--- Start READING PASSAGE ---
It’s worth disassembling marriage into its component parts in order to work out what the law should be about it. For given that Theresa May has just announced that heteros will be allowed to have civil partnerships – as those not hetero have the choice of civil partnerships or marriage – why don’t we simply abolish the intrusion of the state itself into marriage?

Straight couples are to be allowed to enter into civil partnerships instead of getting married, Theresa May reveals to the Evening Standard today.

The Prime Minister said that for the first time ever gay and straight people will have “the same choices in life”.

New laws will end an anomaly where same-sex couples can choose two ways of tying the knot – either getting married or through a civil partnership – but opposite-sex couples are limited to marriage.

This was of course, rather forced upon them. Different arrangements based solely upon sexuality are illegal, of course.

And it will address the “imbalance” that allows same-sex couples to enter a civil partnership or get married – a choice denied to heterosexual couples.

The current system was found in June to be in breach of European law.

Well, yes.

The government was due to respond to a supreme court ruling earlier in the summer which found that it was discriminatory to restrict civil partnerships to gay couples. Justices at the UK’s highest court unanimously found in favour of Rebecca Steinfeld and Charles Keidan, declaring that their human rights had been breached.
--- End READING PASSAGE ---
--- Start EXCERPTED RECORDS ---
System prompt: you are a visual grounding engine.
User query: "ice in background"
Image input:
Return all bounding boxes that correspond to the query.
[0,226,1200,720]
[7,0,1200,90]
--- End EXCERPTED RECORDS ---
--- Start EXCERPTED RECORDS ---
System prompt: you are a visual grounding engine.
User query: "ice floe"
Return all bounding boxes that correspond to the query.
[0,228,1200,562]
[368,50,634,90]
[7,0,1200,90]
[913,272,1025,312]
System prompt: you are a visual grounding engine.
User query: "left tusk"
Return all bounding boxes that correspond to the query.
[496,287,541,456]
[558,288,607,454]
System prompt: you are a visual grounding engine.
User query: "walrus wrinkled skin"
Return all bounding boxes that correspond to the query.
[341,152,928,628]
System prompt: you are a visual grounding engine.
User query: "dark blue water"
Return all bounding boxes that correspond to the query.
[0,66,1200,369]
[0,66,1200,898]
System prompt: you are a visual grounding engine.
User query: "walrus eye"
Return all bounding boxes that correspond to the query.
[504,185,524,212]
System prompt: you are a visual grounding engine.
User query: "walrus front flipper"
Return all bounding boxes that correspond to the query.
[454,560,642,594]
--- End EXCERPTED RECORDS ---
→ OBJECTIVES:
(1) Write out the part of the civil partnerships passage between "And it will" and "of European law.", inclusive.
(2) Continue the civil partnerships passage from where it stops.

→ ANSWERS TO THE EXERCISE:
(1)
And it will address the “imbalance” that allows same-sex couples to enter a civil partnership or get married – a choice denied to heterosexual couples.

The current system was found in June to be in breach of European law.

(2)
Yes, our court decided it was in breach of their law. But whatever.

This does provide the opportunity to really get this right.

Pair bonding is pretty usual in human beings. The cause being the incredibly long childhoods – and their helplessness during it – of human children. We don’t therefore pair off in order to raise them, that’s not how evolution works. Those who did pair bond had more children who survived to have children, thus we’re all rather descended from those with a propensity to pair bond.

Every society has had some sort of method of marking such a pair bond. More just because that’s what humans do than anything else.

Which brings us to marriage. Time was when even the Church had very little to do with it, let alone the State. But that changed, what state marriage is really is a model contract. Sure, it’s bound up with varied bits of statutory law and so on but it most certainly started out as a registration of a common law practice.

We do however get that confused with a religious marriage. In the UK the Catholic, CoE, various others including Judaism – and not Islam as yet – can and do incorporate the state marriage into their religious ceremony. That’s the bit when the priest and couple nip off into the vestry. As far as the government is concerned that’s the marriage, the rest is mummery. The priest acting for the state in the registry, presumably for God in the mummery.

There’s an opportunity where therefore for us to properly divorce these concepts, religious and state marriage. Move to just the one model contract overseen by the state. And then have whatever anyone wants as the mummery bit. Why not? After all, this is pretty much what Portugal already does an no one seems to complain in the slightest.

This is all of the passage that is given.